## Begin ENTRIES SUPPLIED
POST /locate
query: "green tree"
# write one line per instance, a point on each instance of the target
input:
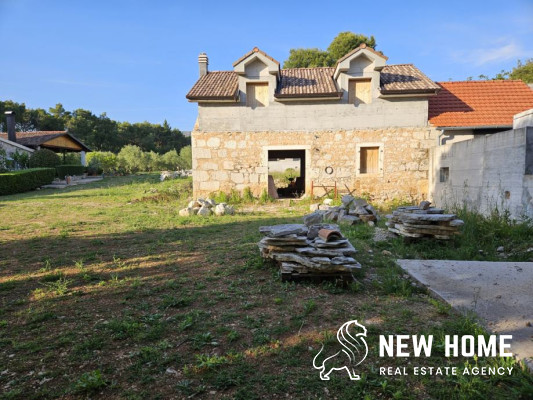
(523, 71)
(341, 45)
(345, 42)
(303, 58)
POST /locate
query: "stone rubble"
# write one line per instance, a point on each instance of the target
(423, 221)
(205, 208)
(301, 248)
(354, 210)
(165, 175)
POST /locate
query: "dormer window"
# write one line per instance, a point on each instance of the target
(360, 91)
(257, 94)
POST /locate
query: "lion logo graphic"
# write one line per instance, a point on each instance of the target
(354, 351)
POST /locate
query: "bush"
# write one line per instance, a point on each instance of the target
(102, 161)
(63, 170)
(44, 158)
(24, 180)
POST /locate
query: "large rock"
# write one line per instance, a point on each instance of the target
(204, 211)
(284, 230)
(313, 218)
(347, 200)
(186, 212)
(219, 210)
(349, 220)
(360, 202)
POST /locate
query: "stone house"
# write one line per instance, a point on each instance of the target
## End ENTRIES SUPPLIED
> WORK INSTRUCTIONS
Rewrite all of the data above, requests included, and multiply every coordinate in the answers by 2.55, rounding to whole numbers with halves rounded up. Leave the pictures out.

> EXPECTED ANSWER
POST /locate
query: "green tree"
# write one line per instance, a point on each instance of the target
input:
(1334, 181)
(870, 115)
(880, 107)
(773, 148)
POST /locate
query: "stone rubble"
# write one line per instance, a point on each instance of the target
(1079, 564)
(523, 530)
(768, 632)
(903, 536)
(421, 446)
POST /locate
query: "dormer window"
# write one line per instance, a point on each instance of the target
(918, 232)
(655, 240)
POST /locate
query: "lion logo graphic"
# write one line per instance, a point on each instance of the target
(903, 895)
POST /locate
query: "bush"
# write one line per instance, a point on each instance of the target
(260, 411)
(161, 434)
(112, 403)
(61, 459)
POST /locate
query: "large rock"
# write one line per instance, a point on each instance of the target
(520, 538)
(724, 587)
(798, 556)
(885, 510)
(474, 541)
(558, 536)
(890, 561)
(918, 515)
POST /locate
query: "stone house"
# write one line per instance, a point on each instance of the target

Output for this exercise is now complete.